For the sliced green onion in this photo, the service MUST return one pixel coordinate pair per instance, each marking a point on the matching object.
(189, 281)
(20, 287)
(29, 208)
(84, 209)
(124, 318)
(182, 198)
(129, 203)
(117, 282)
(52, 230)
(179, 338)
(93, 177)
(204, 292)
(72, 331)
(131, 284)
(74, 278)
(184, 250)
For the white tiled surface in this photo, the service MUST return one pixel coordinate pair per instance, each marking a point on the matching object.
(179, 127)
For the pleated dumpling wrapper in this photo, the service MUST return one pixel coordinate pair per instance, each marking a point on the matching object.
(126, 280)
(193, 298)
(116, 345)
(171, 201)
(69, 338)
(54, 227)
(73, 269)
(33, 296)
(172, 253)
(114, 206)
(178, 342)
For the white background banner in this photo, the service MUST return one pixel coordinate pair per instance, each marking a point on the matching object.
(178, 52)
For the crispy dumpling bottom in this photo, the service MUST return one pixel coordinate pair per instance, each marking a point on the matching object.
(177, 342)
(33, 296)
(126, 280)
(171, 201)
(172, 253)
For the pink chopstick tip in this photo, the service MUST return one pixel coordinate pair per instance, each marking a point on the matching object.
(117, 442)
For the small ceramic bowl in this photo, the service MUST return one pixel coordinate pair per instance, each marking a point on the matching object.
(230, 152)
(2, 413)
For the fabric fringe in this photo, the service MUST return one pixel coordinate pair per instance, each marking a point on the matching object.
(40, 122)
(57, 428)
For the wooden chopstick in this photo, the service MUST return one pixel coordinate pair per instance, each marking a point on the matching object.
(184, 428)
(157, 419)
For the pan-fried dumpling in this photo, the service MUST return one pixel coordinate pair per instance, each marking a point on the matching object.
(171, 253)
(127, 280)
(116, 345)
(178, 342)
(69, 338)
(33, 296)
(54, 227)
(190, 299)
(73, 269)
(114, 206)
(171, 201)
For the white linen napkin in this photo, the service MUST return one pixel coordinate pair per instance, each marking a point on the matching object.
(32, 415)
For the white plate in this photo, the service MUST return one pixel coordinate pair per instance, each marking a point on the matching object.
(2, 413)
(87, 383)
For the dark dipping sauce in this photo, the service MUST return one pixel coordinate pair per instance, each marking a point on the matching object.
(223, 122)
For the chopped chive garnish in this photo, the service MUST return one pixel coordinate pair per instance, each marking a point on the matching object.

------

Task goal: Copy out all of the records above word for word, keeping every line in its original order.

Reply:
For the sliced green onion in this photo, the service MUST return one pixel coordinate pair per instance, each marking a point on the matching object.
(189, 281)
(20, 287)
(29, 208)
(84, 209)
(124, 318)
(182, 198)
(129, 203)
(117, 282)
(52, 230)
(179, 338)
(93, 177)
(204, 292)
(72, 331)
(131, 284)
(74, 278)
(184, 250)
For the white tiled surface in this photo, the service MUST return one pixel coordinate pair per instance, each marking a point on the matching object.
(179, 127)
For the pleated dumpling wrapper in this photo, the service MUST return one pixel coordinate pair per instance, each marking a point on the matching object.
(126, 280)
(193, 298)
(116, 345)
(171, 201)
(69, 338)
(54, 227)
(73, 269)
(33, 296)
(172, 253)
(114, 206)
(178, 342)
For the white background banner in this photo, the service MUST return one pixel coordinate pair per instance, each marking a point on the matching object.
(178, 52)
For the crispy dumpling bottom in this photo, the service MUST return one pixel coordinate pair per instance, each marking a point on the matching object.
(177, 342)
(33, 296)
(126, 280)
(171, 201)
(172, 253)
For the pink chopstick tip in this photo, the service MUST return one pixel coordinate pair per instance, each marking a point on the matching object.
(117, 442)
For the small ceramic bowl in this photo, the service MUST return one pixel coordinate pair per instance, each marking a point on the matching object.
(230, 152)
(2, 413)
For the fabric fringe in this photo, the service MUST return one pixel coordinate pair per instance, each marking a point on the matching object.
(40, 122)
(57, 428)
For the wooden chopstick in this photo, the service MUST return one pixel coordinate pair per instance, each marking a point on the matching object.
(184, 428)
(157, 419)
For the pan-fried dumpling in this photo, the service MUST return one pixel coordinate pair per instance, each marking a point on the matching object.
(171, 253)
(127, 280)
(116, 345)
(178, 342)
(69, 338)
(33, 296)
(54, 227)
(190, 299)
(73, 269)
(114, 206)
(171, 201)
For the white linen napkin in this photo, the service MUST return one pixel coordinate pair per instance, each marking a point on the matching object.
(32, 415)
For the white plate in this photo, the service MUST return one pixel coordinate pair per instance, each marking a point on the matching object.
(2, 413)
(87, 383)
For the dark dipping sauce in this photo, the service MUST return one pixel coordinate pair per instance, each marking a point on the matching object.
(223, 122)
For the chopped chive garnish in this photo, the service MUST return one pixel coordinate pair per instance, each marking a point on the matching object.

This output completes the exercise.